Copy out every record below exactly as written, but leave out any pictures.

--- begin ---

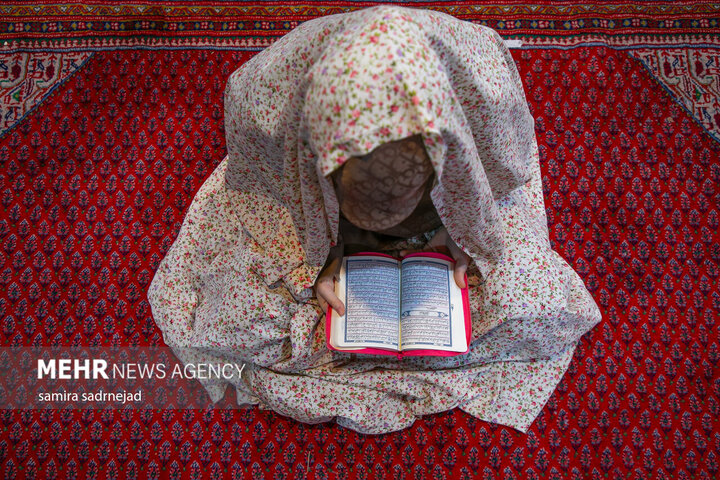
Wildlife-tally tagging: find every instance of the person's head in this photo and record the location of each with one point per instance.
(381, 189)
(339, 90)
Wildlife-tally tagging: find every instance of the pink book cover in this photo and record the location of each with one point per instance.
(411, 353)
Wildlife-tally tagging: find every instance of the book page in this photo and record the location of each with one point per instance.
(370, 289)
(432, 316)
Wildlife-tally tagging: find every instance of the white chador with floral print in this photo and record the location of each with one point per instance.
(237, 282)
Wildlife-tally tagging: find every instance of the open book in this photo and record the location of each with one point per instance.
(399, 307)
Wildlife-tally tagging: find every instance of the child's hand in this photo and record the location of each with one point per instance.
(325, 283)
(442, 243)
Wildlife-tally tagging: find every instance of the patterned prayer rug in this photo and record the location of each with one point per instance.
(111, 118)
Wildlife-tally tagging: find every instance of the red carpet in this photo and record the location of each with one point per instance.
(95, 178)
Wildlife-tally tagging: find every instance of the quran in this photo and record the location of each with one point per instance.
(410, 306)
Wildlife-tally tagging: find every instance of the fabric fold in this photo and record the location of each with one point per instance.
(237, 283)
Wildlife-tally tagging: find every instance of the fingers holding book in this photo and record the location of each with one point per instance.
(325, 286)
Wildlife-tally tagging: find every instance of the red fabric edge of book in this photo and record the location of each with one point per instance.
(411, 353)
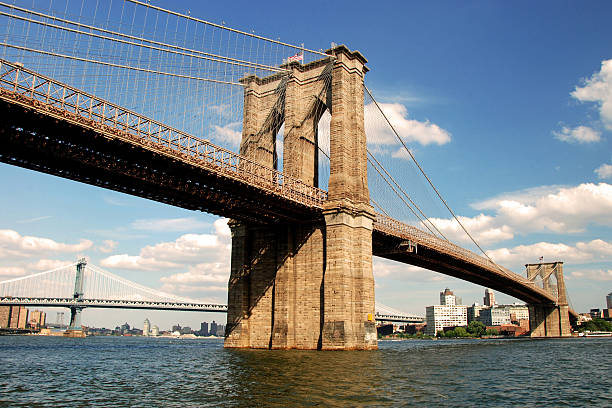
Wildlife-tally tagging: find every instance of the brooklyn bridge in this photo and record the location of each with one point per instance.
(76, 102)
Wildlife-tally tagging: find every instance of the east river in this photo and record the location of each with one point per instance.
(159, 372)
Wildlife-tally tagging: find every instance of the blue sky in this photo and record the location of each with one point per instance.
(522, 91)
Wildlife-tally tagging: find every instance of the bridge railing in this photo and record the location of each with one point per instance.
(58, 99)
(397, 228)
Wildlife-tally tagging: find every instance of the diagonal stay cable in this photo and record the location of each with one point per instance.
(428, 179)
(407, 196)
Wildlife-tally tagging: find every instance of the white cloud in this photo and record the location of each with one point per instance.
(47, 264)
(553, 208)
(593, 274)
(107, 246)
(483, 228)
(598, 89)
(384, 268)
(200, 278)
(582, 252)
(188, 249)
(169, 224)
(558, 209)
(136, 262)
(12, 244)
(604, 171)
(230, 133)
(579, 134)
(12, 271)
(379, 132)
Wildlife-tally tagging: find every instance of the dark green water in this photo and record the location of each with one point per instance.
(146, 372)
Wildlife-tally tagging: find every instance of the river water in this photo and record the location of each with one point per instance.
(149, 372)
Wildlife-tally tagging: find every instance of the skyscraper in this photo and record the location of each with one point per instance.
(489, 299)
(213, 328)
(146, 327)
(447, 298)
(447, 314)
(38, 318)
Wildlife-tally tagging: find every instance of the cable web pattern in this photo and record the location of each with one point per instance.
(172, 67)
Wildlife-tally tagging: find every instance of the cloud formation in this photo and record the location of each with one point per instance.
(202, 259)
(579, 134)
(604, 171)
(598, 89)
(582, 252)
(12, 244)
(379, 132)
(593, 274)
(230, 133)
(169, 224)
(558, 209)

--- end ---

• _Exercise solution_
Wildlife-tally tagging: find every instance of the person's head in this photo and record the location of each with one point per instance.
(381, 189)
(339, 90)
Wildlife-tally tagging: find every instance of the pink book cover in this photo and record the location of each with one point per instance.
(411, 353)
Wildlife-tally tagging: find every instance of the book page in this photo and record the location of each with one point per instance.
(370, 289)
(432, 316)
Wildlife-tally tagging: find every instance of the white chador with floral print in this photo and record the location of each with one point per instance.
(237, 282)
Wildlife-tally tagging: find every instance of the open book in this photo and record the location of each with one point per instance.
(399, 307)
Wildlife-tally tagging: find every instance of the child's hand in this photo and record the location of each with one point per instance.
(325, 283)
(442, 243)
Wildlife-tally tagging: find every instance of the patterned prayer rug in this photo and record the location of each with one point per instance.
(111, 118)
Wildlife-tally tagging: find every instance of the red carpet in this photo and record the location of each with one point per instance.
(95, 178)
Wildlife-tally tagging: find every instance of the quran in this photo and record the location of each with one point per instance.
(410, 306)
Wildlife-tally tagging: find every instance of the fabric fold in this photo and record the location of each with one point per instance.
(237, 283)
Wildlife-tally tagging: find every instance of the fingers holding book in this photo and record the location of each with one point per instance.
(325, 286)
Wildlife-tally tagging: find every instance of the red fabric edge of book in this photo and record the location of each with one point per instance.
(411, 353)
Wildlife-tally tagging: find every instance of the brooklyn bridge in this photo and record the location of each with one point per instance.
(76, 102)
Wildlife-tally tagging: find every instance of the east river in this photo and record the location of each with one point per instance.
(159, 372)
Wildlife-tally tagging: find every instance of the blue sky in this photo and record the location of each with one point per instance.
(522, 91)
Wildlife-tally tagging: find every instance of the bridge railing in this photo and record the location of each with one point per instance.
(58, 99)
(397, 228)
Wildlife-tally tagging: find every instance of the diagonal stay cable in this photo and record the location of each with one point per instance.
(428, 179)
(407, 196)
Wildlife-tally tagging: find every instance of the white cloud in this photo and record the location of each with one point per instance.
(47, 264)
(553, 208)
(593, 274)
(107, 246)
(483, 228)
(598, 89)
(384, 268)
(200, 278)
(582, 252)
(188, 249)
(169, 224)
(558, 209)
(136, 262)
(12, 244)
(604, 171)
(230, 133)
(579, 134)
(12, 271)
(379, 132)
Wildlife-tally tagging: find every instance of the dark green water in this photo and record the location of each with one point per instance.
(146, 372)
Wildlife-tally tagging: find every instance of the river water in this photo and record the location of each with one point per instance.
(149, 372)
Wildlife-tally tagging: find every instance of the skyscraper in this photo and record the location of each with one point per instance.
(489, 299)
(213, 328)
(146, 327)
(447, 298)
(447, 314)
(38, 318)
Wildlife-tally tagging: find every instance of the cable web pattern in this photo and record the location of each with one point per instance.
(172, 67)
Wildlife-tally tagging: find every instance of the cloud formation in this photo and record the location of each with one point per instance.
(202, 259)
(579, 134)
(604, 171)
(598, 89)
(582, 252)
(12, 244)
(379, 132)
(593, 274)
(230, 133)
(169, 224)
(558, 209)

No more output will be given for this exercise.